» **Provided passage**:

=== Section Start ===

Pau and I got married in a castle in the south of France on 29 June 2019. Our wedding was exactly as we planned: flowers everywhere in sight, heaps of French cheese, decadent architecture and words of love.
Eight months prior to that date, Pau had an episode of vertigo. He’d had one the previous year, but it only took him two weeks to recover, so we hadn’t placed too much importance on it. But this time, days passed and his vertigo still didn’t subside. He also had more symptoms, including blurred vision and unsteadiness. We visited several doctors and each one diagnosed him with different pathologies and prescribed different medications. We tried every single YouTube exercise, but Pau kept suffering from vertigo.
Two months later, we thought that it could be a vision problem, so we went to see a specialist who checked his ocular fundus (the interior surface of the eye). The eye doctor diagnosed him with glaucoma, a degenerative disease that is the second cause of blindness in the world. Suddenly, being afraid of Pau seeing my wedding dress turned into being afraid of him not being able to see it. But that wasn’t the cause and his dizziness didn’t disappear.
On one Sunday, while Pau was in Argentina, I opened our first and only joint folder holding documents for our marriage licence application. I stumbled upon the eye doctor’s report (the one in which he was diagnosed with glaucoma) and I realised that the patient data didn’t belong to Pau, but to a 68-year-old man. Pau had been given the wrong medical report. What if I’d never checked that report again?

=== Section End ===

» **Data extract**:
=== Section Start ===

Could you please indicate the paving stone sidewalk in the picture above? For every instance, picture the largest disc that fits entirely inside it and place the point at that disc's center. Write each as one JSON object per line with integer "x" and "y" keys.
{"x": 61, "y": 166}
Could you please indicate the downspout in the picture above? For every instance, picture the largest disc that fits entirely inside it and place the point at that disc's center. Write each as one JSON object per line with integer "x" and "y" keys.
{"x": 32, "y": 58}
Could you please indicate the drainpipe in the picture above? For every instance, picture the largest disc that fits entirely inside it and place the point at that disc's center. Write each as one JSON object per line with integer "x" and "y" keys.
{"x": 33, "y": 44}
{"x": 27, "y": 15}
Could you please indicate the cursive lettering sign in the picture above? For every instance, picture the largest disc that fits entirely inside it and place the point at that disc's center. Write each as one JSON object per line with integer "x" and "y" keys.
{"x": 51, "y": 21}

=== Section End ===
=== Section Start ===

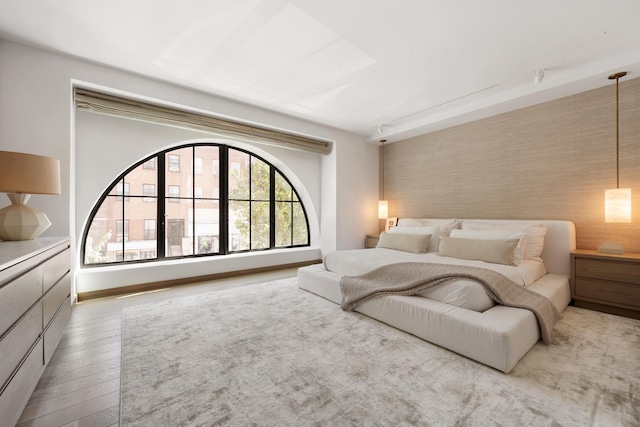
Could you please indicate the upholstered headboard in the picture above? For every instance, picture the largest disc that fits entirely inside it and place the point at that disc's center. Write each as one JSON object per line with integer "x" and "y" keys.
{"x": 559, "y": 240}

=== Section End ===
=== Section Start ===

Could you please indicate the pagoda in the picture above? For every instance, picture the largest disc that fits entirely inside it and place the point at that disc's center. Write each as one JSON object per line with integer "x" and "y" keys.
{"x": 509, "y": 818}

=== Section End ===

» **To do**:
**A)** In the passage about Pau's vertigo, to whom did the patient data in the eye doctor's report actually belong?
**B)** Resume the passage about Pau's vertigo, starting immediately after its final sentence.

» **Written responses**:
**A)** A 68-year-old man.

**B)**
A few months later, we found a vertigo specialist who was alarmed to discover that no MRI scan had been performed. That was the first thing that should have been done to rule out a brain tumour. We were in the back seat of his parents’ car when Pau opened the envelope with the MRI results. “No significant disruptions were observed” was the most beautiful sentence I had ever read.
And we continued on our way to Passeig de Gràcia to pick up his groom’s suit. I took a picture of Pau coming out of Prada with the garment bag in his hands, together with his parents. He appears smiling like a sad boy because he didn’t want to claim victory until the doctor made sure that there was nothing else to rule out. But I had become a vertigo expert by this point and I knew that with the MRI test ruling out a brain tumour, nothing else could be that serious.
So those eight months preceding my wedding were tinged with unparalleled anguish that made me resume my therapy sessions to work on my uncontrollable fear of a loved one dying — and of disease itself. I have been dealing with that ever since and it has uncovered other storylines that go far deeper.
We were travelling to the south of France to prepare for the wedding when Pau woke me up to tell me that his vertigo was back. But we already had the medication he needed, we’d cracked the code, and somehow we’d become immune to concern. Not long ago, we heard an alarm go off on Pau’s mobile phone. He told me that he’d never turned off the vertigo exercises alarm so that he could keep being grateful for feeling well — and what that means to him.
I am writing this today aware of how nothing in our past can be compared to the situation we are all currently experiencing. I am writing this to share with you that, today, all those months before our wedding are nothing but a confusing memory that my mind doesn’t need to revisit ever again. In fact, I had to reread some texts that I wrote back then to be able to describe what happened in detail.
Weddings are ancient rituals. They carry emotional baggage that is difficult to fathom — at least, rationally. During my first year as a married woman, I have understood that beyond the social event, the nerves experienced beforehand come from something deeper: a wedding is made up of two people with their own respective baggage, carrying a whole belief system inherited from their first families.
Marriage unifies their baggage, and the bride and groom trust this mix to work out with all their might. In my case, the blindness diagnosis and the phantom of a brain tumour didn’t help when it came to handling the process calmly. But they also made me reaffirm my conviction that it was Pau whom I wanted to be my man, under any circumstances.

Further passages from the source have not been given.